Rewrite the lines below, from the line containing "on the cylindrical" through the last line, requests included. Multiply every point coordinate in the answers by 1.3, rounding to whole numbers with halves rounded up, and leave the sample coordinates in the requests unchanged.

* **Data for processing**:
## start
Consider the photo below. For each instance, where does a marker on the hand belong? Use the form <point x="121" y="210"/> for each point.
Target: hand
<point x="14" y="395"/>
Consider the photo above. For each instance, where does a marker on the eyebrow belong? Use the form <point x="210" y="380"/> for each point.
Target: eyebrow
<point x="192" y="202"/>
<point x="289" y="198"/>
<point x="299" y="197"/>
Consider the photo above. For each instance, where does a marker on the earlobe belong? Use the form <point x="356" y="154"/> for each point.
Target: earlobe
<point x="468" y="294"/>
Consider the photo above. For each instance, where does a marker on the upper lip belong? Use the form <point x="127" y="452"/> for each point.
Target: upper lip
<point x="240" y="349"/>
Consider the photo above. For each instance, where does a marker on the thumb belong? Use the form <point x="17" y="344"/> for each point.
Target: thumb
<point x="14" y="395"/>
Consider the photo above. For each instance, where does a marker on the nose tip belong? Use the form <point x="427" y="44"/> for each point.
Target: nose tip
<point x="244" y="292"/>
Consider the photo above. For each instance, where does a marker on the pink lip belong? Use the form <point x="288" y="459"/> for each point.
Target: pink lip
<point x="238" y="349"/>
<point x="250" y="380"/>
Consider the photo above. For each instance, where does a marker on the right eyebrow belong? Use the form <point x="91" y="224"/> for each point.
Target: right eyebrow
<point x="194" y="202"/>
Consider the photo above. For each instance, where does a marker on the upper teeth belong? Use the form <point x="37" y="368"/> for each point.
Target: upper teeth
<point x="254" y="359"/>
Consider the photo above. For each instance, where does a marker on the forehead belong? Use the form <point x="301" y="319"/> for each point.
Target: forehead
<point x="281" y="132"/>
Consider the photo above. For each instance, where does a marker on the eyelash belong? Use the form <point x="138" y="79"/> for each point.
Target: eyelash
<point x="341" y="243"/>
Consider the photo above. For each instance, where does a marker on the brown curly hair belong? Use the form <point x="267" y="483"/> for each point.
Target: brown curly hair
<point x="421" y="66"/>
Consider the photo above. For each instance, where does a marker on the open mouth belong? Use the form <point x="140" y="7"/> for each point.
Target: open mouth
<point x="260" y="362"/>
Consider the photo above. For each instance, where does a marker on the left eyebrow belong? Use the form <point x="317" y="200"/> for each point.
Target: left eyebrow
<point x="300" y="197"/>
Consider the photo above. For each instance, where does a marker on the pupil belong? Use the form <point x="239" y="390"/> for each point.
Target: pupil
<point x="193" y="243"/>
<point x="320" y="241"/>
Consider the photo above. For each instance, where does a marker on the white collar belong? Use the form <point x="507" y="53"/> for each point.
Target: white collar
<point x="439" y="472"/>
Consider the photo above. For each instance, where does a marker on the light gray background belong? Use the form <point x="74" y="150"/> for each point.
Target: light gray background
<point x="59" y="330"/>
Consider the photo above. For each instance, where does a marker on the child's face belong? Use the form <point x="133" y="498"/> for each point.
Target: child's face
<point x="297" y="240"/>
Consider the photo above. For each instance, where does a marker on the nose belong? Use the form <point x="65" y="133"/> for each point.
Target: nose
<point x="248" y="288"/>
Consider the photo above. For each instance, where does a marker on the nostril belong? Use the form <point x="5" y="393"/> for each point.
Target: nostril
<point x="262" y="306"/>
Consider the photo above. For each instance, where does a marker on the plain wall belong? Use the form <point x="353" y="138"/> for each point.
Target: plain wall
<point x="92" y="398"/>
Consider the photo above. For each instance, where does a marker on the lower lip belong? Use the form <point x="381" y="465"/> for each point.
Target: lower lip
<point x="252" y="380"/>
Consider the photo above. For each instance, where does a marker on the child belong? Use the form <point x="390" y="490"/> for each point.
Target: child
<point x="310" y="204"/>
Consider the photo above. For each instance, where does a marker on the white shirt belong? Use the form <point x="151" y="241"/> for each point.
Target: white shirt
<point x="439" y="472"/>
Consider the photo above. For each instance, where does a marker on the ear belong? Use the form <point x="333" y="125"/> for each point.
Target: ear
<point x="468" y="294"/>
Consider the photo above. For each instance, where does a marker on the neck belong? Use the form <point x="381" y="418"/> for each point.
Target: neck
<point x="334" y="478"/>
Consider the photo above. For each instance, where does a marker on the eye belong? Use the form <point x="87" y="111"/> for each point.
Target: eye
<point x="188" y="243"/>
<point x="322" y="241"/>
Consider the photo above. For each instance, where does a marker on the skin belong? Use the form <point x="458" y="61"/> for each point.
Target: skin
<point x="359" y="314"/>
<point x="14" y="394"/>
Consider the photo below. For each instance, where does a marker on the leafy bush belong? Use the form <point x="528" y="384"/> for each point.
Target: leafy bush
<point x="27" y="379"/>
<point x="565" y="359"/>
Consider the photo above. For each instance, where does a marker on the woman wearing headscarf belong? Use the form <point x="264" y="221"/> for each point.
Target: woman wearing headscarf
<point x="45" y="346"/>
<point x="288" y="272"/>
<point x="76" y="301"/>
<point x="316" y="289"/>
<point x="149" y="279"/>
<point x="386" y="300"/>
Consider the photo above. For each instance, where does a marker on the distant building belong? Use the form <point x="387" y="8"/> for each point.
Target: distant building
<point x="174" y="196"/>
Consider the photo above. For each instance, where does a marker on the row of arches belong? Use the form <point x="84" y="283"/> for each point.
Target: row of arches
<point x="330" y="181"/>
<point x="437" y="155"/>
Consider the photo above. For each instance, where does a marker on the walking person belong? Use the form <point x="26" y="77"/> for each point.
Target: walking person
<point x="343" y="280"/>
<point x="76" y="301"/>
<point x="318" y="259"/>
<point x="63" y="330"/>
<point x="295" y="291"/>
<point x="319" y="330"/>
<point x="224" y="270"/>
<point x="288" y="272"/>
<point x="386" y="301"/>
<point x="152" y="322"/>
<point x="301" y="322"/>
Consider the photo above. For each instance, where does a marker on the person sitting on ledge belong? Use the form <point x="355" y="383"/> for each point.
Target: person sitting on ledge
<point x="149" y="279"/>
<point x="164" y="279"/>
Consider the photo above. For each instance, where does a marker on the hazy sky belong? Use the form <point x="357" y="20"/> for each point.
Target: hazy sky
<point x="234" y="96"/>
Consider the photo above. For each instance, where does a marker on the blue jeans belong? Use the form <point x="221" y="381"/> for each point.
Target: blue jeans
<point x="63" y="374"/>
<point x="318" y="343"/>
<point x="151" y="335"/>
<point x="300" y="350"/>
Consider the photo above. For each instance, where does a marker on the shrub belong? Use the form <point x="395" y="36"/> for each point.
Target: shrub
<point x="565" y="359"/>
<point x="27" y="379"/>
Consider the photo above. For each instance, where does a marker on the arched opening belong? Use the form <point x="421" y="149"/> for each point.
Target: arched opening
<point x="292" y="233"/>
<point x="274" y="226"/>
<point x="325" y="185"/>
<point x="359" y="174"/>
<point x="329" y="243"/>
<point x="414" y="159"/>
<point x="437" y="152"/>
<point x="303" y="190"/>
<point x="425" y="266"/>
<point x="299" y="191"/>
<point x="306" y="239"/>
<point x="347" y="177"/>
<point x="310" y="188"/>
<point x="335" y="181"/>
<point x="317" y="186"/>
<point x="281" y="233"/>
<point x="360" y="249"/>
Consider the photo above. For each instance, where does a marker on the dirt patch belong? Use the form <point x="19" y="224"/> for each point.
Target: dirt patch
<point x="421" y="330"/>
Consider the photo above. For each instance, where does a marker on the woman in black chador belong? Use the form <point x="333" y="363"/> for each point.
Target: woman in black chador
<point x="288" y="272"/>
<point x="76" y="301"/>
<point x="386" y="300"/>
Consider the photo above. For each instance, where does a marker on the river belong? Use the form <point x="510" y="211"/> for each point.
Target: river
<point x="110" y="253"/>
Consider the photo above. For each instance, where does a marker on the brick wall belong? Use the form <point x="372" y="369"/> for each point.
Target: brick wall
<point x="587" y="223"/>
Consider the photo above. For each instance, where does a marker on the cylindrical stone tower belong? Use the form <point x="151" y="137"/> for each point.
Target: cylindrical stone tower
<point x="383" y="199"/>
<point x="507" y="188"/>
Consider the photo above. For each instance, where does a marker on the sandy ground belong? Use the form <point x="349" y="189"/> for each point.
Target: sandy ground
## end
* **Result for this task**:
Consider the photo above. For each instance, where does a marker on the cylindrical stone tower belong? Use the form <point x="151" y="137"/> for each point.
Target: cylindrical stone tower
<point x="498" y="259"/>
<point x="659" y="244"/>
Consider the photo above. For each instance, where does a marker on the sandy ground belong? Use the form <point x="349" y="189"/> for each point.
Target: sandy ground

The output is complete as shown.